- **Text segment**
=== Section Start ===

A Bedford-Stuyvesant doctor was the guest of honor at the monthly “Conversations in Gallery” at the Richard Beavers Gallery in Bedford-Stuyvesant on April 19. Dr. Robert Gore is a physician at Kings County Hospital, and a community leader who uses his experience in the medical field to give back to his community. The monthly event, which is hosted by C. Zawadi Morris of BK Reader, brings forth local community leaders who work in various professions to the forefront — and spotlights someone once a month to discuss his or her experiences and dedication to community work.
Gore is the founder of the Kings Against Violence Initiative (KAVI) — a teen intervention program targeting at-risk youth. His commitment to his community makes him a standout member worthy of highlighting, and making others aware of his work, said gallery founder Richard Beavers.

=== Section End ===

- **Work request 1**
Rewrite the text about Dr. Robert Gore from "A Bedford-Stuyvesant doctor" up to and including "founder Richard Beavers.", putting "youth outreach program" in place of "teen intervention program".
- **Work request 2**
According to the text about Dr. Robert Gore, at which hospital does he work as a physician?

[Entries from a data source]
=== Section Start ===

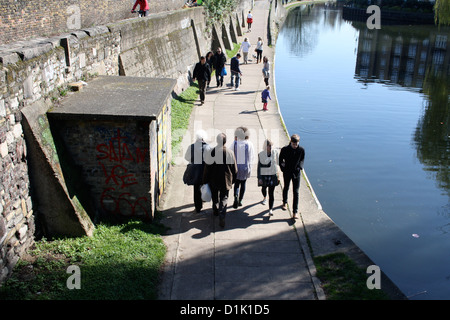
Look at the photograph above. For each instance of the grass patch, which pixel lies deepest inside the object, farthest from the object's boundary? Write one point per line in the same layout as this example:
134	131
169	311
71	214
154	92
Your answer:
181	114
117	262
342	279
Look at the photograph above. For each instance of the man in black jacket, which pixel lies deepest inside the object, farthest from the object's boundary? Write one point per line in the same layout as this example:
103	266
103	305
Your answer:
291	161
202	73
235	70
219	63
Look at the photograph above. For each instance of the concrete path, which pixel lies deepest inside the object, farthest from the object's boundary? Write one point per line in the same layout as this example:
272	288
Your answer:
256	256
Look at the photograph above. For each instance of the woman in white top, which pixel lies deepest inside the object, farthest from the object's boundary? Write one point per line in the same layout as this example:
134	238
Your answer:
258	50
245	47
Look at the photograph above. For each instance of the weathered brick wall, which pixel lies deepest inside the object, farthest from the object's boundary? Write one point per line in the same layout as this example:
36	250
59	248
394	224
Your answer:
37	70
24	19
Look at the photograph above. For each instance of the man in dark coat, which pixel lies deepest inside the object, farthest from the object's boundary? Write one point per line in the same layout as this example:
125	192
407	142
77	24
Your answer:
195	155
202	73
220	173
235	71
291	161
219	63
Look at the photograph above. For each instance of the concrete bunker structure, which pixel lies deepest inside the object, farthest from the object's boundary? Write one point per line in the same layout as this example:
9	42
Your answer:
114	136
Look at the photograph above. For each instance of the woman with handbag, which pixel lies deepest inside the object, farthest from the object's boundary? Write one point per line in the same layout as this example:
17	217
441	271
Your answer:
268	172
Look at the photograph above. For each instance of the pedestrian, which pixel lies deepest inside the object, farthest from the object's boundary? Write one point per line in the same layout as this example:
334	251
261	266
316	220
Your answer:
249	21
202	73
266	70
267	172
220	173
143	8
235	71
291	162
209	60
259	49
264	95
195	155
219	63
243	152
245	47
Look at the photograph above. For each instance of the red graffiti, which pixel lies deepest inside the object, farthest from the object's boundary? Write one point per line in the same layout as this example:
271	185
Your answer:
118	179
117	150
123	203
119	176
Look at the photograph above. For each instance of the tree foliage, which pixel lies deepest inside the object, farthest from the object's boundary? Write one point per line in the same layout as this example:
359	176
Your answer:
442	12
217	10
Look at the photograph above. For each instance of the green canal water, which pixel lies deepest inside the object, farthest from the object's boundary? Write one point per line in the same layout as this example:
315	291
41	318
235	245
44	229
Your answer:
372	110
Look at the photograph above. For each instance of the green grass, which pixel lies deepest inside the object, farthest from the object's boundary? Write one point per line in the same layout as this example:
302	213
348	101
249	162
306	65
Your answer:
181	113
117	262
342	279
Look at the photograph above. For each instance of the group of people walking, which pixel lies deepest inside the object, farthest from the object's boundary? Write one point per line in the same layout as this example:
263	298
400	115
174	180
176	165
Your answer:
224	168
216	62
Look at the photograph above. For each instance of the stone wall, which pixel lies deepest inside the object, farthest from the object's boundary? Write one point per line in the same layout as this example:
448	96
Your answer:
25	19
33	77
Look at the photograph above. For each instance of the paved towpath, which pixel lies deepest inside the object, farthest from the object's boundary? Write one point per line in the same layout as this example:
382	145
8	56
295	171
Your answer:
256	256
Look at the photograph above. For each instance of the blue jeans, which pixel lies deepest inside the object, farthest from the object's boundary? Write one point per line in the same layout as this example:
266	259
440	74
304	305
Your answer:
237	76
239	192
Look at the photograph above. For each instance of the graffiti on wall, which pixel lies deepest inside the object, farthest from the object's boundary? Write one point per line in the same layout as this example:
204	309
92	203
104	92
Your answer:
121	162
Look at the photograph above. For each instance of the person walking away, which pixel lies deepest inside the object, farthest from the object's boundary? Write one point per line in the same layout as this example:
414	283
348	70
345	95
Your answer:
259	49
264	95
209	60
243	152
219	63
220	173
266	70
249	21
291	162
235	71
267	172
203	74
143	8
195	155
245	47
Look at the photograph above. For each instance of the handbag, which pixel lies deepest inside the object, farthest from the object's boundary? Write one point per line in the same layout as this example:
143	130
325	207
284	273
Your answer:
189	175
206	193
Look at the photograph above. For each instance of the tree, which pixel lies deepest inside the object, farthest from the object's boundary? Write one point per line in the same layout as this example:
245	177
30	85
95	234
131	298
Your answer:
442	12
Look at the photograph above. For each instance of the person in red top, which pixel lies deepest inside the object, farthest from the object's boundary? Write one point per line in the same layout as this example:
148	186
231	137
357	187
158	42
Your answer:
143	7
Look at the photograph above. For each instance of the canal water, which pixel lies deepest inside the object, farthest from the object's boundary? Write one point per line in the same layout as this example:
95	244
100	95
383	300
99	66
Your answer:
372	111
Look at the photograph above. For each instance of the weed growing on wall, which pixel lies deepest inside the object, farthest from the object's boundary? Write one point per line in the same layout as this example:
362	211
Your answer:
217	11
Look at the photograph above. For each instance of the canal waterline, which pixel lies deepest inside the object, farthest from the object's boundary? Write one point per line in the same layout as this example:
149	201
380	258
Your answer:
365	117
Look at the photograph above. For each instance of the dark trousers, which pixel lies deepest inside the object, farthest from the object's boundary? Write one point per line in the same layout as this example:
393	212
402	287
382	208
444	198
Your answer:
271	197
219	200
239	189
258	55
295	188
198	202
202	88
219	78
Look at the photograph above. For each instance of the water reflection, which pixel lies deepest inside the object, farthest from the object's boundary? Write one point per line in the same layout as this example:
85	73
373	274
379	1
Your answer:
415	59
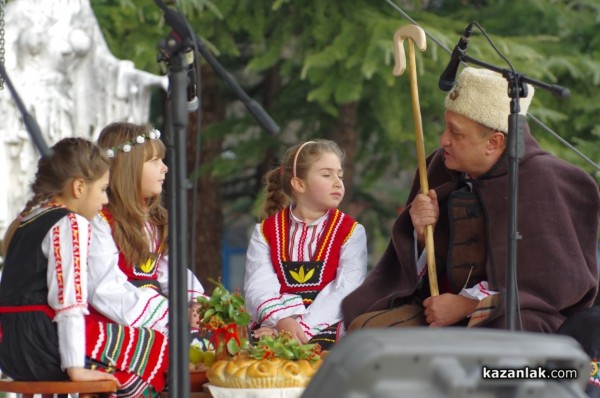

=== Section End ===

- **Your response 1**
A Bedford-Stuyvesant doctor was the guest of honor at the monthly “Conversations in Gallery” at the Richard Beavers Gallery in Bedford-Stuyvesant on April 19. Dr. Robert Gore is a physician at Kings County Hospital, and a community leader who uses his experience in the medical field to give back to his community. The monthly event, which is hosted by C. Zawadi Morris of BK Reader, brings forth local community leaders who work in various professions to the forefront — and spotlights someone once a month to discuss his or her experiences and dedication to community work.
Gore is the founder of the Kings Against Violence Initiative (KAVI) — a youth outreach program targeting at-risk youth. His commitment to his community makes him a standout member worthy of highlighting, and making others aware of his work, said gallery founder Richard Beavers.

- **Your response 2**
Kings County Hospital